- [What to do] Pick up the cable news transcript on trade talks and the Supreme Court vacancy at the point where it stops, and keep it going.

======== Extracted text ========

Those allies of ours and also the Chinese know that the trade situation is unbalanced. And they know that he's using that as a cudgel to those towers to bring it down.

And I would call on all corporations large and small to give the president a little bit of time to watch him work this thing the way he worked the North Korean situation. And so, for me, not by the end of the year, my guess is he's very close on NAFTA, he's very close on negotiating something with the E.U. And I think, it's going to be for good news for everybody.

MACCALLUM: It's going to be a big week for Mexico too. Big election there.

SCARAMUCCI: Happy fourth, by the way.

MACCALLUM: Thank you very much. Happy fourth to you. Good to see you, thanks for coming in.

SCARAMUCCI: Good to seeing you, too.

MACCALLUM: So, coming up next, a heated political battle already brewing over the next Supreme Court justice.


SEN. CORY BOOKER, D-N.J., SENATE FOREIGN RELATIONS COMMITTEE: This is perhaps in both of our lifetime the biggest shift possible in the court. This could be a moment as Donald Trump has said, "Up and down I will put judges that will overturn ROE on the court.

======== Provided records ========

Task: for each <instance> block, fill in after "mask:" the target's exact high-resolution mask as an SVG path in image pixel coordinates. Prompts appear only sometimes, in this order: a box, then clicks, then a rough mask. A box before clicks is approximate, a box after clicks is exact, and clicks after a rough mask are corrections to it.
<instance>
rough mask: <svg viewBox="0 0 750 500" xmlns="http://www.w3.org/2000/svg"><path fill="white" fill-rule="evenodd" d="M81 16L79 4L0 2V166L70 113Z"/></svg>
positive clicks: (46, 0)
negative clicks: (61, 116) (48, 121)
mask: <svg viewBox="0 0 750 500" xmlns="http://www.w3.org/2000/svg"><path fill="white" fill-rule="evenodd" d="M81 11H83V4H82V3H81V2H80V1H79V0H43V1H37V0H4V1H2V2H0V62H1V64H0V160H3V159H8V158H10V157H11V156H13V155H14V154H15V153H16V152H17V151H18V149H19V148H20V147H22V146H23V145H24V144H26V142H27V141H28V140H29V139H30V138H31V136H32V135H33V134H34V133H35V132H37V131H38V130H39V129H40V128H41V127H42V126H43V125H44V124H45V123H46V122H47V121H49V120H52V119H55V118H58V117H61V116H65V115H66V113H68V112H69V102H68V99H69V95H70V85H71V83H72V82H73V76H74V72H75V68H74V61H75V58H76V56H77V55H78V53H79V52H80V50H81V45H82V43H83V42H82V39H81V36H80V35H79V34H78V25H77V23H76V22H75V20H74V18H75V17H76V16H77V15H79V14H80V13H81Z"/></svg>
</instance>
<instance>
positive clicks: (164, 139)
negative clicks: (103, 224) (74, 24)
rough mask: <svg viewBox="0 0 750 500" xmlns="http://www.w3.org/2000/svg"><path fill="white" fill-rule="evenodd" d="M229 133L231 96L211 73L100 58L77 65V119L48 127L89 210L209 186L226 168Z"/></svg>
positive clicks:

========

- [Answer to the exercise]
MACCALLUM: Next, Jonathan Turley here on the brand new details of the president's plan to replace Justice Anthony Kennedy. And how far will some activists go to stop the president? Michael Moore suggesting that it might be time to put our bodies on the line.


MICHAEL MOORE, DOCUMENTARY FILMMAKER: When you read the paper every day or you watch the news, do you ever cry? I mean, do you ever cheer up? Do you ever -- does this ever happened to you? This happens to me now, every day.



MACCALLUM: President Trump signaling in an interview that will air this weekend that he is not going to show his cards when it comes to a litmus test for his judge pick but the President telling reporters aboard Air Force One just a short while ago tonight that he does have a list of five people including two women who he is considering for the top -- for the nation's highest court. The President also saying today that he plans to name that nominee before he leaves for Europe on July the 10th so we do expect that we will hear something by July 9th. Here now Jonathan Turley, Constitutional Law Attorney, and Washington University -- George Washington University Law Professor. Good to see you tonight, sir. Big week.


MACCALLUM: So tell me what you think. First of all, he spoke with Maria Bartiromo, the President did, and she asked him you know, are you going to want to know from this potential justice where they stand on Roe v. Wade and whether or not they would overturn. And he said he didn't think that he would get specific about that in his discussions with the potential justices. What do you think about that?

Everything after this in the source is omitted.